[start Record excerpts]
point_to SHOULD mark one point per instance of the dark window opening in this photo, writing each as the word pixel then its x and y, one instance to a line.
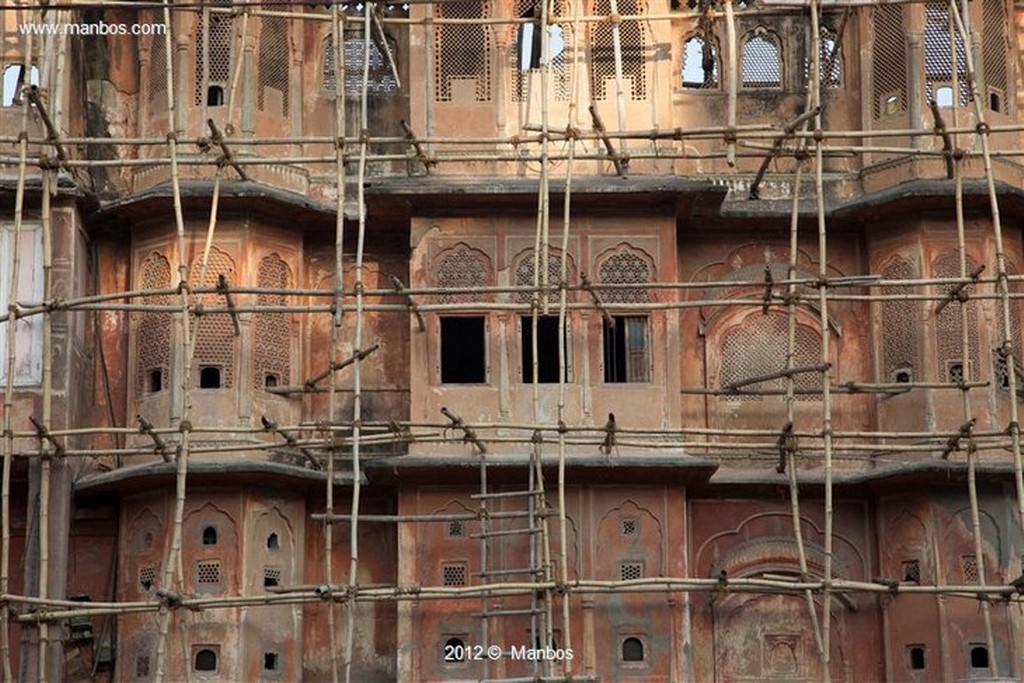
pixel 463 350
pixel 632 649
pixel 626 357
pixel 271 577
pixel 956 373
pixel 209 377
pixel 547 349
pixel 979 656
pixel 206 659
pixel 916 654
pixel 215 96
pixel 994 101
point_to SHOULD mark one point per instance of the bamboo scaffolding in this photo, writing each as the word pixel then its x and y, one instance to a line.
pixel 550 589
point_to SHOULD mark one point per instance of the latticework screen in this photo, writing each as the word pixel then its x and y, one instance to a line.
pixel 889 60
pixel 381 79
pixel 759 347
pixel 158 70
pixel 949 327
pixel 900 346
pixel 994 49
pixel 215 336
pixel 154 335
pixel 761 62
pixel 271 332
pixel 633 46
pixel 700 60
pixel 625 267
pixel 221 47
pixel 938 57
pixel 524 275
pixel 463 52
pixel 830 55
pixel 273 62
pixel 462 267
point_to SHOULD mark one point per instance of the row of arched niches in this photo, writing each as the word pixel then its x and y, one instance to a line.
pixel 882 68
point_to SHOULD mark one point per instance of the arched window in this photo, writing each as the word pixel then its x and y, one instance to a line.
pixel 158 74
pixel 381 78
pixel 949 328
pixel 153 343
pixel 206 659
pixel 220 53
pixel 900 346
pixel 625 266
pixel 215 345
pixel 994 50
pixel 463 53
pixel 700 62
pixel 462 266
pixel 271 331
pixel 758 346
pixel 13 80
pixel 271 88
pixel 527 54
pixel 938 59
pixel 761 65
pixel 830 56
pixel 633 46
pixel 633 649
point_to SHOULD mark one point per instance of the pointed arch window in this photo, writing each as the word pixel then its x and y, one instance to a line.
pixel 761 66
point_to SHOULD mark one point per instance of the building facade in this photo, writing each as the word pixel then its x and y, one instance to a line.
pixel 590 235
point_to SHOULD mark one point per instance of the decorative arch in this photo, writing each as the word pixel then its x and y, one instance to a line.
pixel 463 51
pixel 751 346
pixel 899 330
pixel 525 264
pixel 889 59
pixel 626 264
pixel 215 344
pixel 459 266
pixel 700 68
pixel 634 45
pixel 761 60
pixel 646 546
pixel 949 328
pixel 153 337
pixel 274 63
pixel 272 330
pixel 217 70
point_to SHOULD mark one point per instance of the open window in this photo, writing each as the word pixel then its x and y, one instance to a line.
pixel 463 350
pixel 14 79
pixel 547 349
pixel 627 354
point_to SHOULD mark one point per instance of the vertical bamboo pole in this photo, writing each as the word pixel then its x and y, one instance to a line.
pixel 173 557
pixel 815 91
pixel 44 445
pixel 338 44
pixel 353 565
pixel 8 400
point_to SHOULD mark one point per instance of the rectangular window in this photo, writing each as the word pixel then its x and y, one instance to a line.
pixel 626 349
pixel 547 349
pixel 28 331
pixel 463 350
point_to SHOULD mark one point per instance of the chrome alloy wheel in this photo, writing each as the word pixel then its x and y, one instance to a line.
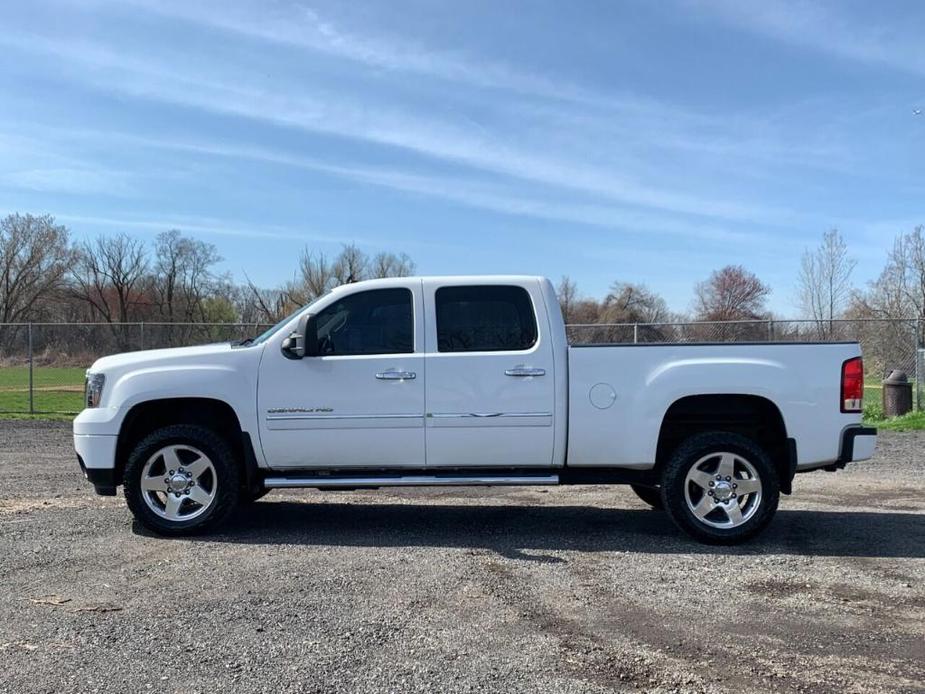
pixel 178 483
pixel 723 490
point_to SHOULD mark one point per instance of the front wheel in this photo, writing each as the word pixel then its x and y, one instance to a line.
pixel 720 488
pixel 181 480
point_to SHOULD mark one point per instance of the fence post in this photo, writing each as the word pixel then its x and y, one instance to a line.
pixel 918 383
pixel 31 399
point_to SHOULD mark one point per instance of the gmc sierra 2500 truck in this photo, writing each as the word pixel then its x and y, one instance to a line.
pixel 466 381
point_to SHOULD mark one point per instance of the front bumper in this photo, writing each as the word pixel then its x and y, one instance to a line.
pixel 96 455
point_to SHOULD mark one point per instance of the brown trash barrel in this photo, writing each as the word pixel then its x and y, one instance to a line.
pixel 897 394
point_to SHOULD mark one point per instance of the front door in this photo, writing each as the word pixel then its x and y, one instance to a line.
pixel 360 403
pixel 490 376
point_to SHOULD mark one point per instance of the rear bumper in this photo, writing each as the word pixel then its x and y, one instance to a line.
pixel 858 443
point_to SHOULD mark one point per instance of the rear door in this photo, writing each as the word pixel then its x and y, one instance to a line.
pixel 490 390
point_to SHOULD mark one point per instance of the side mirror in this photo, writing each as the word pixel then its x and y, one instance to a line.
pixel 294 346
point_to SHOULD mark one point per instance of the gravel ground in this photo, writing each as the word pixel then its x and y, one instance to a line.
pixel 572 589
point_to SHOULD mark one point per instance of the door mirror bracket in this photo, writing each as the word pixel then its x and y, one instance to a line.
pixel 299 342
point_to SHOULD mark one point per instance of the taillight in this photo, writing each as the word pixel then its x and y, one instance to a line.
pixel 852 385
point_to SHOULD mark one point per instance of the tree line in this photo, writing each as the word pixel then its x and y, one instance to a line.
pixel 46 276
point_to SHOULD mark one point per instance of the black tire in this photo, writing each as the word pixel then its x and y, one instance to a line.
pixel 227 475
pixel 675 488
pixel 651 495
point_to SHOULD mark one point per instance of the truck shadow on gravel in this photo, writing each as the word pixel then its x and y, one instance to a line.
pixel 525 532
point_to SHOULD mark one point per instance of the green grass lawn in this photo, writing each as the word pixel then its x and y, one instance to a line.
pixel 57 389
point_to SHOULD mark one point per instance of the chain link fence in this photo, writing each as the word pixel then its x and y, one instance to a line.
pixel 42 364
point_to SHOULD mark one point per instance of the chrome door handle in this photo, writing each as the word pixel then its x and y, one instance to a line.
pixel 523 371
pixel 396 375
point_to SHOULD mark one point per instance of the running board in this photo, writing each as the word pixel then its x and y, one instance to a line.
pixel 347 481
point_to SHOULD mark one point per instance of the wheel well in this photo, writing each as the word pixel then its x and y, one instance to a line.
pixel 217 415
pixel 749 415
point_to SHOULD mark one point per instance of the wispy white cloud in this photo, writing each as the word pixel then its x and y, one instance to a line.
pixel 303 27
pixel 318 111
pixel 83 181
pixel 461 190
pixel 827 27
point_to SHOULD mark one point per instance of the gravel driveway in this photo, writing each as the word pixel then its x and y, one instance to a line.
pixel 571 589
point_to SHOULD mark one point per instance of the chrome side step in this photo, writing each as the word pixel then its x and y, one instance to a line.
pixel 346 481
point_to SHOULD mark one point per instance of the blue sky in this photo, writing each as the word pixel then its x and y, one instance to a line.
pixel 638 141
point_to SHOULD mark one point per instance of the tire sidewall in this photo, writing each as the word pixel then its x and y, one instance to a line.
pixel 674 476
pixel 226 472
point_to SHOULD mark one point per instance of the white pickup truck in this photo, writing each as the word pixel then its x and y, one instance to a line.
pixel 466 381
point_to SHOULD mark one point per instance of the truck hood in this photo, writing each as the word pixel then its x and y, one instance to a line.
pixel 159 357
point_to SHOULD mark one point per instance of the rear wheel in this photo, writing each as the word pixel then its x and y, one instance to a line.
pixel 651 495
pixel 181 480
pixel 720 488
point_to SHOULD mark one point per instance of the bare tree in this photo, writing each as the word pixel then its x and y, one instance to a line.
pixel 824 282
pixel 567 291
pixel 732 293
pixel 183 276
pixel 387 264
pixel 633 303
pixel 316 277
pixel 34 259
pixel 109 276
pixel 317 274
pixel 899 292
pixel 351 265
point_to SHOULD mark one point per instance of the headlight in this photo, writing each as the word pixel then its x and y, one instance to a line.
pixel 93 389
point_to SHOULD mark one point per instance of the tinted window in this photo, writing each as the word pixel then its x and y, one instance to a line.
pixel 484 319
pixel 374 322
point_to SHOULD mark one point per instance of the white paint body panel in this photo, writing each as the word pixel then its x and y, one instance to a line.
pixel 804 381
pixel 479 416
pixel 332 411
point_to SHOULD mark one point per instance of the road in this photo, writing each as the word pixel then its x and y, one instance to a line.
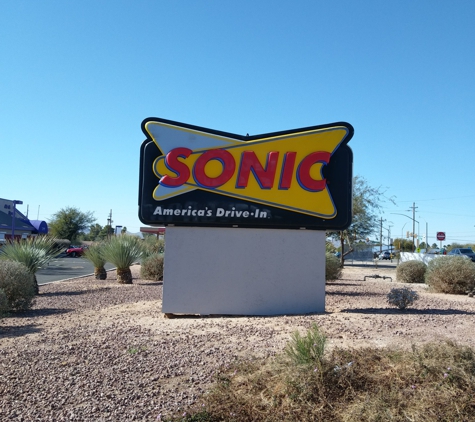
pixel 62 268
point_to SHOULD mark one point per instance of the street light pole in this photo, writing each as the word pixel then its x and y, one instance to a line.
pixel 15 202
pixel 414 221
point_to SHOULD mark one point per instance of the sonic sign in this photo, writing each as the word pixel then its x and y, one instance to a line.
pixel 193 176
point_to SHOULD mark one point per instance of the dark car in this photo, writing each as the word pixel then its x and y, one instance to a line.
pixel 463 252
pixel 74 251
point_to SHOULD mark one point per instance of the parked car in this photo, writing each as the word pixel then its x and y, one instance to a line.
pixel 74 251
pixel 385 255
pixel 463 252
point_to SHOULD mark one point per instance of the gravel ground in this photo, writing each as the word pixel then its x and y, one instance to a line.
pixel 94 350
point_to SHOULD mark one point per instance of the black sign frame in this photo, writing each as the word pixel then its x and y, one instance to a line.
pixel 338 174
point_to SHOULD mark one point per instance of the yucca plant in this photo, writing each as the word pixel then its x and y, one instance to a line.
pixel 95 256
pixel 122 251
pixel 34 253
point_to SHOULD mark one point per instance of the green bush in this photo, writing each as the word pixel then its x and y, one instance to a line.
pixel 332 267
pixel 308 349
pixel 411 272
pixel 153 245
pixel 152 268
pixel 3 303
pixel 402 298
pixel 451 274
pixel 95 256
pixel 17 284
pixel 122 251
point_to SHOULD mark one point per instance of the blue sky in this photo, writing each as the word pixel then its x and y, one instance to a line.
pixel 78 78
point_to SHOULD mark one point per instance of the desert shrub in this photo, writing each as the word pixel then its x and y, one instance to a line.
[end Record excerpts]
:: Challenge ::
Extract, exactly as they appear, the lines from the one containing "point_to SHOULD mark one point per instance of the parked" through the final line.

:: In response ::
point_to SHOULD mark one point per instance of the parked car in this photo, writing each as the word pixel then its x and y, one instance to a line.
pixel 74 251
pixel 385 255
pixel 463 252
point_to SHOULD mark one point per instance of the gravel ground in this photo, writing each as the word pixel then its x and y, one instance to a line.
pixel 94 350
point_to SHOULD mark one point per instance of the black sign frame in this photo, writing each as the word pixel then its x and y, one instance to a line.
pixel 338 174
point_to SHOULD mark one point per instance of the yucca plant in this photo, writing each as the word pixel then its x and y, one instance to a line.
pixel 95 256
pixel 122 251
pixel 34 253
point_to SHOULD mark one point per instance of the green bush in this photo, writing each as the word pixel then its x and y, one instance to a line.
pixel 332 267
pixel 308 349
pixel 411 272
pixel 153 245
pixel 152 268
pixel 3 303
pixel 402 298
pixel 451 274
pixel 95 256
pixel 17 284
pixel 122 251
point_to SHOULD mark one point per instance of the blue sky in this photo, writing each as the word pixel then its x and y, one instance to a line.
pixel 78 78
point_to SHOULD mark one point per instance of the desert shrub in this photo, writing each as the word pixel then its x and y, one instance to a line.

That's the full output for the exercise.